DATA SHOWN: Begin

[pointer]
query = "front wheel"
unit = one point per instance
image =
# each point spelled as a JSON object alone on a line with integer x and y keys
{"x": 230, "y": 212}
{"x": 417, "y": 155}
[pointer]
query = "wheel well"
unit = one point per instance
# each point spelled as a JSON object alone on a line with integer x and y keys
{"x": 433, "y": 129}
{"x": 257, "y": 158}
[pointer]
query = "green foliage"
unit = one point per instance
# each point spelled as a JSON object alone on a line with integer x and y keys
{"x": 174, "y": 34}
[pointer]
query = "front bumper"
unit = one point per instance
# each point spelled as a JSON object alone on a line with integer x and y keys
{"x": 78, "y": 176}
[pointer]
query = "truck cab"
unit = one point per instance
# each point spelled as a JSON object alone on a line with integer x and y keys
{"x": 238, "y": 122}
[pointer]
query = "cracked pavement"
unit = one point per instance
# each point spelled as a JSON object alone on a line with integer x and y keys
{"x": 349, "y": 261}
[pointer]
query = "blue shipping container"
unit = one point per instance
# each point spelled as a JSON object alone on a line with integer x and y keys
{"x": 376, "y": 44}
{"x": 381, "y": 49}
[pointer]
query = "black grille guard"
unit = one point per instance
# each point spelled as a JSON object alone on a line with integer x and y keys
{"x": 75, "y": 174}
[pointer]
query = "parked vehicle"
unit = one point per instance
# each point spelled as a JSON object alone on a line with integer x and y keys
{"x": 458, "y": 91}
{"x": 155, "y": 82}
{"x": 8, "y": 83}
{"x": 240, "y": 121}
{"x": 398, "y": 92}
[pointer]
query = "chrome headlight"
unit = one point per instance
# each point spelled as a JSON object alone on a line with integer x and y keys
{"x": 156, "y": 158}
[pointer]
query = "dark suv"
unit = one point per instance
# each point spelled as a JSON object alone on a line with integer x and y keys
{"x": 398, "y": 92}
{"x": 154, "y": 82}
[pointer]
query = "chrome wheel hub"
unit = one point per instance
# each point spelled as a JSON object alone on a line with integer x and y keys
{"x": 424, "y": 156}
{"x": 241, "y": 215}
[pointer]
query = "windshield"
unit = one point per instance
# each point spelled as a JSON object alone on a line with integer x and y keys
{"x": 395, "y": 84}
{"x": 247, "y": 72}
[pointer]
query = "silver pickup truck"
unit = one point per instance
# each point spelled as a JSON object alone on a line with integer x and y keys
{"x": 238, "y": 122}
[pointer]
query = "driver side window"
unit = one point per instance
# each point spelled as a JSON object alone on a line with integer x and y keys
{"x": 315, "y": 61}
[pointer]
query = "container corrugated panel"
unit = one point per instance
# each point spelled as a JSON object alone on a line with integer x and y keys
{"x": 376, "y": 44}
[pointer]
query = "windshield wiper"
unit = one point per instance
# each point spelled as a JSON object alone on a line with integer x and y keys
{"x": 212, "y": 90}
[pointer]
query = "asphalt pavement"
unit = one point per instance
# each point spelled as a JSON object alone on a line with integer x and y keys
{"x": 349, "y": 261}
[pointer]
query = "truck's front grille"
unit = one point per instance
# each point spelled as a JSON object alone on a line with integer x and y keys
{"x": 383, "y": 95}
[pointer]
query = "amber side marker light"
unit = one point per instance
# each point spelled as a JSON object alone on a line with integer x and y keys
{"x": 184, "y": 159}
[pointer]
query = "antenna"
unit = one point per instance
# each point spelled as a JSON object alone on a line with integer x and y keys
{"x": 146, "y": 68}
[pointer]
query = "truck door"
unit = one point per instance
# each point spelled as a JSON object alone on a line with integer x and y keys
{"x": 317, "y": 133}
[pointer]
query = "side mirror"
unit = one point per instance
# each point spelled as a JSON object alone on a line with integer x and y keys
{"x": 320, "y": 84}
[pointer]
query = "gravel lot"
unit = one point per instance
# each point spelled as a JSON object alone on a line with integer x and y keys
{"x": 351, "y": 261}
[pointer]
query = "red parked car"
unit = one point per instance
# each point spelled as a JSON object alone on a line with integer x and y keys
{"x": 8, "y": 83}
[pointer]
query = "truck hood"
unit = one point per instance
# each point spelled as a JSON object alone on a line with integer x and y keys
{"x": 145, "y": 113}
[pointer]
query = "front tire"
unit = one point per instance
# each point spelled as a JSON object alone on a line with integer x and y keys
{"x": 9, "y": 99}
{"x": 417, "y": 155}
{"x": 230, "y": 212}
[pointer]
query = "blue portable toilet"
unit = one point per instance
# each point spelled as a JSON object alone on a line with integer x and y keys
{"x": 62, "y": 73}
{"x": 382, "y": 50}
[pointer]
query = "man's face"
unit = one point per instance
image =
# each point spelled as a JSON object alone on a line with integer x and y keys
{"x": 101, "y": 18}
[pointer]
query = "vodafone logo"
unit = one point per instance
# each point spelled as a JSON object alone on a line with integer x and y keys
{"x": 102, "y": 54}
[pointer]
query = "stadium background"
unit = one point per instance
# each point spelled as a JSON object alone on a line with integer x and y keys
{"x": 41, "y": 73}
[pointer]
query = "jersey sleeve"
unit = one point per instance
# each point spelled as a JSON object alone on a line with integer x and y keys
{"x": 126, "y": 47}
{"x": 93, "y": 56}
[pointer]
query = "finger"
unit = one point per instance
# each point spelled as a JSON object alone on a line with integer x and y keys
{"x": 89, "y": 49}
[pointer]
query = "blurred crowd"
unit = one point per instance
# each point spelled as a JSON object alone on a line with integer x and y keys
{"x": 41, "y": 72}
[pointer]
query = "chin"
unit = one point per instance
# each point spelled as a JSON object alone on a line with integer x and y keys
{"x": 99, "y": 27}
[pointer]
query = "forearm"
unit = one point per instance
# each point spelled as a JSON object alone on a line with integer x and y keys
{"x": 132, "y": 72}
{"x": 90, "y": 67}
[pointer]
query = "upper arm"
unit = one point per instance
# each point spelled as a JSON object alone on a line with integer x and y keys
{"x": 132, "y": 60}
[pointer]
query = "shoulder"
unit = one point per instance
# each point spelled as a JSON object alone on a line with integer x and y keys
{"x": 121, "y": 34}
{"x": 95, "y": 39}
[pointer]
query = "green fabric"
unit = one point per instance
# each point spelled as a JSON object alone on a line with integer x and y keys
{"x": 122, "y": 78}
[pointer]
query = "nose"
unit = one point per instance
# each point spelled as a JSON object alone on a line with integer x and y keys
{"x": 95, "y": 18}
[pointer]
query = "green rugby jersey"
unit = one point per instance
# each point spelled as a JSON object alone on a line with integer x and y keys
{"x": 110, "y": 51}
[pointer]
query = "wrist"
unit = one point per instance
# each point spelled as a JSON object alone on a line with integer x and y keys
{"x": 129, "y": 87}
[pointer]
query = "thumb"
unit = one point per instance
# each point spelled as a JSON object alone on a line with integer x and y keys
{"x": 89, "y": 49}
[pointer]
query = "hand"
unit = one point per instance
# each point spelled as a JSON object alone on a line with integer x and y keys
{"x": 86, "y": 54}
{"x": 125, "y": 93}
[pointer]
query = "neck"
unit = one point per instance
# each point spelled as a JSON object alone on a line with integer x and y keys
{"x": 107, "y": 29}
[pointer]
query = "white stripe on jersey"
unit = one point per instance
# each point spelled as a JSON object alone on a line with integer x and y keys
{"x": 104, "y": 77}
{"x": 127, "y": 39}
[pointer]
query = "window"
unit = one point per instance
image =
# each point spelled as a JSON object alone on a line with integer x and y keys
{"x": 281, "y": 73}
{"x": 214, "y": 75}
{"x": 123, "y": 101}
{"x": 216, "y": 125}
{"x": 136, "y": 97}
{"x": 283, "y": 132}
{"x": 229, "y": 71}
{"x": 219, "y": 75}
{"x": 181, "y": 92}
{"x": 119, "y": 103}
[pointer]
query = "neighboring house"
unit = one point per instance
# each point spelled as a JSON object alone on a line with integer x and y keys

DATA SHOWN: End

**WHAT YOU WILL DO**
If a line above holds the string "grille", return it as it stands.

**WRITTEN ANSWER**
query = "black grille guard"
query = "truck's front grille"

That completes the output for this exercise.